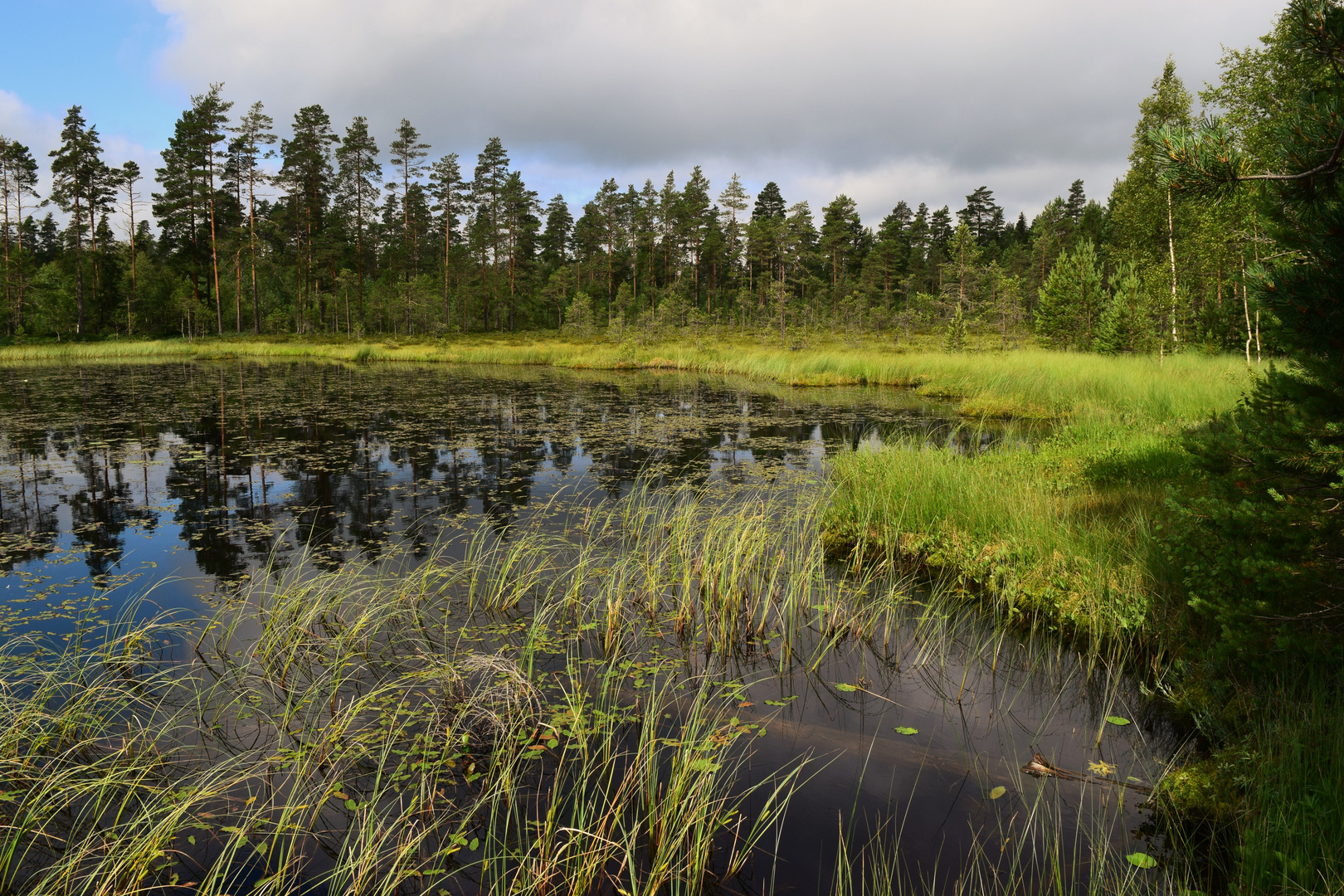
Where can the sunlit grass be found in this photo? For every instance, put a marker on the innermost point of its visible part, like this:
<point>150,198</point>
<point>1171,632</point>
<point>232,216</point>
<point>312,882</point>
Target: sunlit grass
<point>1018,383</point>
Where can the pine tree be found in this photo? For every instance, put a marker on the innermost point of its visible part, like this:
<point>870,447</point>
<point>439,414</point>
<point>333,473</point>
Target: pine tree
<point>80,187</point>
<point>307,175</point>
<point>1144,214</point>
<point>983,215</point>
<point>555,238</point>
<point>769,203</point>
<point>253,137</point>
<point>1071,299</point>
<point>488,197</point>
<point>522,225</point>
<point>17,179</point>
<point>840,232</point>
<point>694,221</point>
<point>1077,202</point>
<point>453,197</point>
<point>407,151</point>
<point>210,114</point>
<point>611,217</point>
<point>734,202</point>
<point>358,180</point>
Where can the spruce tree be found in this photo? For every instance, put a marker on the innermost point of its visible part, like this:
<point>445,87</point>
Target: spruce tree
<point>1262,553</point>
<point>769,203</point>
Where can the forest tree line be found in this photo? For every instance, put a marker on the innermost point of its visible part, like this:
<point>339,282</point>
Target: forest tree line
<point>346,238</point>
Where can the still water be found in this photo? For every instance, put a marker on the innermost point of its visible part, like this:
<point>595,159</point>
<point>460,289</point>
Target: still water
<point>182,481</point>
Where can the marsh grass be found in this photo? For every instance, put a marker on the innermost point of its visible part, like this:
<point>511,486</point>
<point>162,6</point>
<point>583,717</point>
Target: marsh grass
<point>1060,533</point>
<point>1027,383</point>
<point>537,716</point>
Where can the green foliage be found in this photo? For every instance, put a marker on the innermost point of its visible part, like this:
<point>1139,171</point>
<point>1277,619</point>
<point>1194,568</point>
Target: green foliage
<point>1071,299</point>
<point>1127,324</point>
<point>1261,550</point>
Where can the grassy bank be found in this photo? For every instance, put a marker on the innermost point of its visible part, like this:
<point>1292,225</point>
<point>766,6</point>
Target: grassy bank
<point>1059,533</point>
<point>1027,383</point>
※ ※ ※
Tujuan
Ubah semua item di atas menjadi tabel Markdown dengan kolom "No" untuk nomor urut dan kolom "Baris" untuk isi tiap baris, tanpa menyertakan baris kosong. Jangan masukkan gambar ke dalam jawaban.

Jawaban Tugas Ini
| No | Baris |
|---|---|
| 1 | Where can the sunlit grass be found in this photo? For every instance, put a marker on the innermost point of its visible part, like this: |
| 2 | <point>150,198</point> |
| 3 | <point>1171,632</point> |
| 4 | <point>232,216</point> |
| 5 | <point>312,882</point> |
| 6 | Target: sunlit grass |
| 7 | <point>1018,383</point> |
| 8 | Where can the pine tree be found in this photo? For every instance, put a marker on the innermost point of its visible part, like this: |
| 9 | <point>870,447</point> |
| 10 | <point>439,414</point> |
| 11 | <point>333,473</point> |
| 12 | Target: pine tree |
| 13 | <point>80,187</point> |
| 14 | <point>307,175</point> |
| 15 | <point>1144,214</point> |
| 16 | <point>983,215</point> |
| 17 | <point>555,238</point> |
| 18 | <point>769,203</point> |
| 19 | <point>253,137</point> |
| 20 | <point>1071,299</point> |
| 21 | <point>488,197</point> |
| 22 | <point>522,225</point> |
| 23 | <point>17,179</point> |
| 24 | <point>840,232</point> |
| 25 | <point>694,221</point> |
| 26 | <point>1077,202</point> |
| 27 | <point>453,197</point> |
| 28 | <point>407,151</point> |
| 29 | <point>210,114</point> |
| 30 | <point>611,217</point> |
| 31 | <point>734,202</point> |
| 32 | <point>358,180</point> |
| 33 | Where can the spruce tree be found in this photo? For every instance, put a marker on the innermost point of its visible part, like this: |
| 34 | <point>445,87</point> |
| 35 | Target: spruce tree |
| 36 | <point>1262,553</point> |
| 37 | <point>769,203</point> |
| 38 | Where can the forest tree line be found in this photo? For every instance, put a marker on the innermost point of its visible part, like this: |
| 39 | <point>339,282</point> |
| 40 | Target: forest tree line |
| 41 | <point>346,238</point> |
| 42 | Where can the still water be found in this photo? For every instance, put a marker on the innermost point of its visible part, like this: |
| 43 | <point>595,159</point> |
| 44 | <point>460,289</point> |
| 45 | Target: still water |
| 46 | <point>182,481</point> |
| 47 | Where can the marsh grass be found in this photo? For every instance, put a marker on the innermost point of its visible part, like this: |
| 48 | <point>511,486</point> |
| 49 | <point>162,6</point> |
| 50 | <point>583,717</point> |
| 51 | Target: marsh grass |
| 52 | <point>1060,533</point> |
| 53 | <point>1027,383</point> |
| 54 | <point>537,716</point> |
| 55 | Where can the green foliage be found in this photo? For every instance, put a marker on the innermost point of its visible part, like this: |
| 56 | <point>1139,171</point> |
| 57 | <point>1277,619</point> |
| 58 | <point>1194,568</point> |
| 59 | Target: green foliage |
| 60 | <point>1071,299</point> |
| 61 | <point>1127,324</point> |
| 62 | <point>1261,550</point> |
| 63 | Where can the grassy bank be found in this photo? For every instance, put a marker on the innermost point of its visible part, like this: |
| 64 | <point>1292,225</point> |
| 65 | <point>766,6</point> |
| 66 | Target: grassy bank |
| 67 | <point>1059,533</point> |
| 68 | <point>1027,383</point> |